[Point-based annotation data]
— BEGIN —
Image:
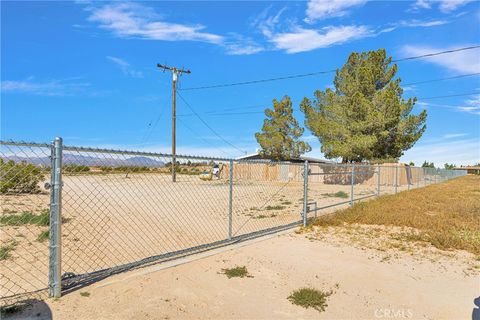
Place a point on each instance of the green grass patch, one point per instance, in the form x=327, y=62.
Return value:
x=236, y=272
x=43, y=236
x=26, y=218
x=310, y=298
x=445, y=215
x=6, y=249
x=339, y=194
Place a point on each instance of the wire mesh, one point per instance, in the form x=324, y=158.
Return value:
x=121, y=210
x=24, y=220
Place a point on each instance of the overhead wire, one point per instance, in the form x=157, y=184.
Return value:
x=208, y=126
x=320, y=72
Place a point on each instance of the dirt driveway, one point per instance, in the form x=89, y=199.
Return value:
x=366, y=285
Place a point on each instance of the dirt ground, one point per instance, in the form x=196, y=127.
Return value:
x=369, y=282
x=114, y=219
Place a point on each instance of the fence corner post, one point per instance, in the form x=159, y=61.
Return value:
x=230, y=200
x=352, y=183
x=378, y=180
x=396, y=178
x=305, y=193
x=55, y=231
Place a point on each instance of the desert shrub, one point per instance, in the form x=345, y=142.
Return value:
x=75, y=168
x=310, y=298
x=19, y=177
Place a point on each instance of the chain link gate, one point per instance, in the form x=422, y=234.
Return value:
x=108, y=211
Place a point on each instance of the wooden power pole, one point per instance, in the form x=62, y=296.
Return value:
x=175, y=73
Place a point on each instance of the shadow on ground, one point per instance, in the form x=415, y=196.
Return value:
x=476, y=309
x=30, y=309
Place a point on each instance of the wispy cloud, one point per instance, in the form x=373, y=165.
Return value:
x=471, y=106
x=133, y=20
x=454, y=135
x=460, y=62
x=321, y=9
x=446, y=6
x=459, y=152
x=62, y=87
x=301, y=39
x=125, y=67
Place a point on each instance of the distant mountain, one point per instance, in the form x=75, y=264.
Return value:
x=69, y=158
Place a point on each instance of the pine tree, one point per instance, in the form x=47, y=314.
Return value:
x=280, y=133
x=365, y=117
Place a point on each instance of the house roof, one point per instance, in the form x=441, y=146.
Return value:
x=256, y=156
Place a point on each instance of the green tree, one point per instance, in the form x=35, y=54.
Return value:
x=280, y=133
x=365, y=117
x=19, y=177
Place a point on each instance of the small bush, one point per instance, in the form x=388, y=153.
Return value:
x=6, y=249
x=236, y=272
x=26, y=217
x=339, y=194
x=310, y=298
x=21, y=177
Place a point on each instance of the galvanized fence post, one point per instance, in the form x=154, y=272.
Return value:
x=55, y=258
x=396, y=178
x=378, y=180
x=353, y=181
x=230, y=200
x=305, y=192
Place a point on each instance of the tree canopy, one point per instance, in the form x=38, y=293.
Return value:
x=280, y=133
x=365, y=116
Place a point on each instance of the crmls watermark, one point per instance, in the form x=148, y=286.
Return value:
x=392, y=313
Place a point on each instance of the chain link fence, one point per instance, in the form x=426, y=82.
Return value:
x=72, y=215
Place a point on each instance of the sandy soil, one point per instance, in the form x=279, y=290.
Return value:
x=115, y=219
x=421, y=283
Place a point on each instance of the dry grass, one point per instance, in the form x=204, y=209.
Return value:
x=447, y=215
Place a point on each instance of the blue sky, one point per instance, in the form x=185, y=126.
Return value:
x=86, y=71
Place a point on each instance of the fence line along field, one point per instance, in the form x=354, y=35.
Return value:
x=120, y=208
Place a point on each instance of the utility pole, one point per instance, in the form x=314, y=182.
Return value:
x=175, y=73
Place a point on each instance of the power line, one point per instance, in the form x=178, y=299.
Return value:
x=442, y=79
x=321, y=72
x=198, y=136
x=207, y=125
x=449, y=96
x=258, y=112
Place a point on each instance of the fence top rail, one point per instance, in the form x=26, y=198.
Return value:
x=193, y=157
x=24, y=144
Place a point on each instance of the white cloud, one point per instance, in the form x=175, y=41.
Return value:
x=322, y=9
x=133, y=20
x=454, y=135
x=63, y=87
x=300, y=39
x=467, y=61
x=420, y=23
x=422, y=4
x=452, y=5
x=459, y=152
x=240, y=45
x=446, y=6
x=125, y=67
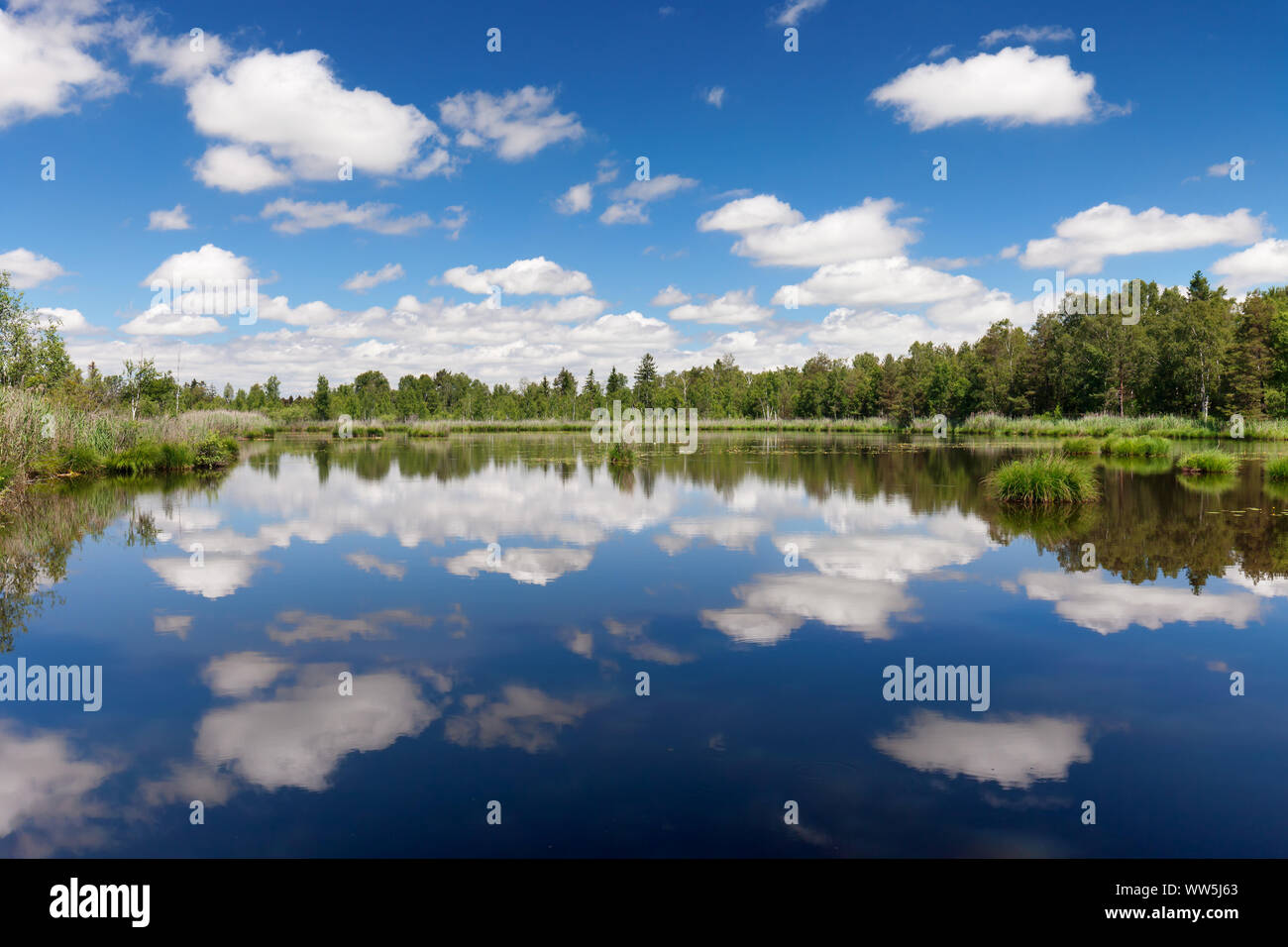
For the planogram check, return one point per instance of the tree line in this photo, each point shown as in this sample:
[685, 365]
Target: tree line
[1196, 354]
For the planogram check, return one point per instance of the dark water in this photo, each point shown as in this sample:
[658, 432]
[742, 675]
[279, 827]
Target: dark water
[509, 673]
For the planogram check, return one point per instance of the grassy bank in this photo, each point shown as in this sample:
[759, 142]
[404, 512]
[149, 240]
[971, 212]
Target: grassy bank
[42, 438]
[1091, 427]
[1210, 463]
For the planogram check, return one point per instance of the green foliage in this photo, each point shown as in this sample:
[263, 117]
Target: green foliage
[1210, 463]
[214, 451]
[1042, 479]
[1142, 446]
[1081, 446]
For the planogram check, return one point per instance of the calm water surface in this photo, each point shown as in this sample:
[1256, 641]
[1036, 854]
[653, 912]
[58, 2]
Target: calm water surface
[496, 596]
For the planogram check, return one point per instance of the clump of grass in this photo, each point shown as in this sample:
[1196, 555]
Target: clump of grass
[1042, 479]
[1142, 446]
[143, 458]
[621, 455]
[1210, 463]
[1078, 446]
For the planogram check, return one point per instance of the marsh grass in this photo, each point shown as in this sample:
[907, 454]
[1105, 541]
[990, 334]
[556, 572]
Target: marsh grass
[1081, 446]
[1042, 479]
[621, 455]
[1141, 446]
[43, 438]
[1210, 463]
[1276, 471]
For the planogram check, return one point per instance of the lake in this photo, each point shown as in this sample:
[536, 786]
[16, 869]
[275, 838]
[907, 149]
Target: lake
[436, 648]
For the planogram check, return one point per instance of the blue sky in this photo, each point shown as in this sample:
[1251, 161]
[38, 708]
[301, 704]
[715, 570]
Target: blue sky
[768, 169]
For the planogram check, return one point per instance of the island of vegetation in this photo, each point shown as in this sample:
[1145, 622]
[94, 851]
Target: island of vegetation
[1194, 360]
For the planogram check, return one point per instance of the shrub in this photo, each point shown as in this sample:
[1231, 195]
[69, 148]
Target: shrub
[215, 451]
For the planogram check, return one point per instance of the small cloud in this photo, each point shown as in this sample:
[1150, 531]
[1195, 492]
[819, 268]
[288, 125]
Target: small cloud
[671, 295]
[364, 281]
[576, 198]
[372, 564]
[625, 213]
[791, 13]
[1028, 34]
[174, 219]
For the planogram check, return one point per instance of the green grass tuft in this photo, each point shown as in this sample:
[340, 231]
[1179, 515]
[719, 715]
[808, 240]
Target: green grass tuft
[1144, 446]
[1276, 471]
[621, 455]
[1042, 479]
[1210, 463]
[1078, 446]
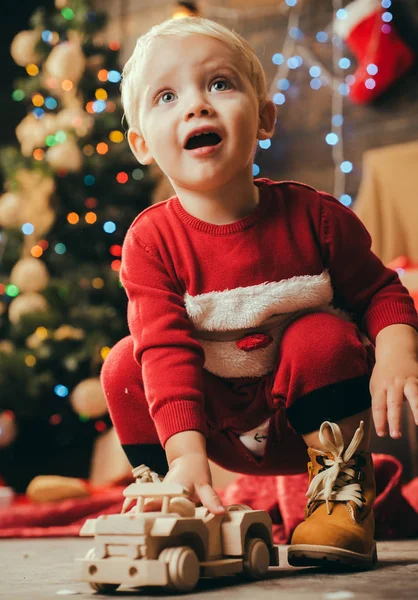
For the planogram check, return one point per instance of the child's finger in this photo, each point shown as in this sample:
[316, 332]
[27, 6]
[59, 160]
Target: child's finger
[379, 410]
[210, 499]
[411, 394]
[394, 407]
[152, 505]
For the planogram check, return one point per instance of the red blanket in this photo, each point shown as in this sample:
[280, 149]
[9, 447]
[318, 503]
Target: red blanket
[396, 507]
— END —
= Prompt =
Starting with the line with "Place a point on each instance of the fence top" and going on through the line with "[1196, 354]", write those lines out again, shifting every answer coordinate by adding 8 to each number and leaving all other numbers unchanged. Leave the pictures out.

= Answer for this exercise =
Place a point on each instance of the fence top rail, one point per instance, in the form x=26, y=198.
Return value:
x=201, y=165
x=32, y=152
Place a point on each instance of the white cloud, one point per instance, in the form x=175, y=41.
Return value:
x=330, y=17
x=141, y=28
x=462, y=143
x=71, y=95
x=308, y=47
x=475, y=69
x=428, y=31
x=430, y=12
x=460, y=13
x=467, y=160
x=248, y=53
x=454, y=14
x=133, y=75
For the planogram check, return one point per instance of the tree line in this photo, each point shown as in this sample:
[685, 365]
Target: tree line
[1204, 362]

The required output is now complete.